### Your task
Continue the history of Keweenaw County's founding below, starting after its final sentence; the material that comes after it is separate.

Statistical | Mines & Miners
Copper Harbor | Eagle Harbor  | Eagle River | Delaware | Copper Falls | Central | Phoenix | Allouez | Ahmeek (Ahmuk)

KEWEENAW County is situated at the extreme northeasterly end of the Keweenaw Cape, being the most northerly land in what is known as the Upper Peninsula of Michigan, except the islands belonging to Lake Superior.

It was set off from Houghton County by an act of the Legislature, approved March 11, 1861, and was described as follows: "All that portion of Houghton County lying north of Township 55 north, of Range 31 west, and north of Township 56, in Ranges 32 and 33 west, including Manitou Islands of Lake Superior, and Isle Royale," were declared "organized into a new county, to be called Keweenaw County," and an election for electing county officers was directed to be held on the first Monday in April following. The official notice of the passage of the act, and the order for holding the election, did not, however, reach the Supervisors of the townships thus set off into the new county organization until the time appointed for holding the election had passed. They, however, held a meeting April 18, 1861, and appointed the 18th of May following as a day for holding a special election to complete the working organization of the county. After mature consideration, finding it would not comply with the act, the motion was rescinded at a meeting held April 30, in order to enable them to consult the State authorities, and the election passed over until the next general election in the fall following.

### Recorded information
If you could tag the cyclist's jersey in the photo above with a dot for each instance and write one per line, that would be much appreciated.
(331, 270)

### Result below
The county seat was established at Eagle River, where a convenient court house was erected, but no jail has yet been built; a building has been rented and fitted up for that purpose.

The officers of the county are: William P. Raley, Judge of Probate; William B. Wright, Sheriff; John Twohy, County Clerk and Register of Deeds; Albert A. Brockway, Treasurer; T. L. Chadbourne, of Houghton, Prosecuting Attorney; William Tresise, Coroner.

It is divided into seven townships, viz., Copper Harbor, Eagle Harbor, Grant, Sherman, Houghton, Clifton and Allouez. Copper Harbor is located at the extreme easterly end, and Allouez and Clifton are at the western end of the county.

The county comprises the entire outer extremity of what is generally called "Keweenaw Point," embracing some of the richest portions of the copper belt and many places of historic note. The first mining ventures in the search for copper and silver were extensively made in this portion of the Upper Peninsula, in fact, the first success in copper mining in this country was achieved at the Old Cliff, then called the Pittsburgh and Boston Mine. It was there the developments of the copper region hung poised, for a time, upon the action of a single individual—Dr. Avery, of Pittsburgh. Here the first "permits" were taken out for mining properties, and here the first settle­ments in the copper region were made.


The courts are held at Eagle River the first Tuesday in February, second Tuesday in May and third Tuesday in September. It is in the same district with Houghton County, and is presided over by Hon. William D. Williams, Circuit Judge.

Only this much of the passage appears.